* [Document segment]:

## Start

The phrase “corporate director” is a combination of the words “Corporate” and “Director”. The word “corporate” is defined as “of or relating to a corporation especially a business corporation”. The word “director” is also defined as “1. One who manages, guides or orders; a chief administrator. 2. A person appointed or elected to sit on a board that manages the affairs of a corporation or other organization by electing and exercising control over its officers”.
From the above definitions, a corporate director can be simply defined as one who directs, regulates, guides or manages the affairs of a business corporation and who sits on the board of such corporation.
In some jurisdictions, one of the cardinal requirements for the formation of a company is the appointment of person(s) to act as directors of the company by the subscribers to the memorandum of association of the company. The names of such person(s) are usually submitted as part of the requirements for the registration of the company. The minimum number of directors vary from jurisdiction to jurisdiction and after incorporation the first directors may be changed, re-appointed or added to.
Directors are not regular employees of a company but they are officers for the purpose of making a company vicariously liable for their negligence while engaged in the business of the company.
Conflict within the Board
The management of a company is vested in the board of directors collectively so as to ensure the collective knowledge and wisdom of the board is available and to ensure discussions take place before decisions are made. The board is made up of different persons (natural and juristic) and it is reasonable to expect that discussions will bring as many varying ideas and opinions to the fore. Disagreements and conflicts may arise in the course of these discussions therefore it is important for a company to have a systematic and efficient way of resolving these conflicts because of the negative impact they may have on the company.
A board that has identified a pragmatic approach to resolving its conflicts may discover that not only will they resolve disputes more efficiently but they would also enhance their collaborative problem-solving and decision-making capabilities. It is important that these conflicts are recognized, managed and turned into a positive force for advancing the goals of an organization.

## End

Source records

## Start

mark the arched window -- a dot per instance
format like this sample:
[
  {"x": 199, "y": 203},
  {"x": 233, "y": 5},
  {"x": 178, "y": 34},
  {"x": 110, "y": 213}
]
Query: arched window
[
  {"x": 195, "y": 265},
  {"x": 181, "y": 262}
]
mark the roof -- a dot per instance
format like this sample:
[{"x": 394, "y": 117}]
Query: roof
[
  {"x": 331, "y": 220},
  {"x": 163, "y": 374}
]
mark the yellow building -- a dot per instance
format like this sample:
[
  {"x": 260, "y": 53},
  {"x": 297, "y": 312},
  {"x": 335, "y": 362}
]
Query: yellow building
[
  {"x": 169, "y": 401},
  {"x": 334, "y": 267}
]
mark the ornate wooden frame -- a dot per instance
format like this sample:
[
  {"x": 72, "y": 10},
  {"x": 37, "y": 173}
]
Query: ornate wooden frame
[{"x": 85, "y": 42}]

## End

* [Objective 1]:
In the passage on corporate directors, who holds the management of a company?
* [Objective 2]:
Duplicate everything in the records from the line containing "mark the ornate" down to the end of the records, including both of those ends.
The passage on corporate directors and the records are separate, unrelated material.

* [Written solution 1]:
The board of directors, collectively.

* [Written solution 2]:
mark the ornate wooden frame -- a dot per instance
format like this sample:
[
  {"x": 72, "y": 10},
  {"x": 37, "y": 173}
]
Query: ornate wooden frame
[{"x": 85, "y": 42}]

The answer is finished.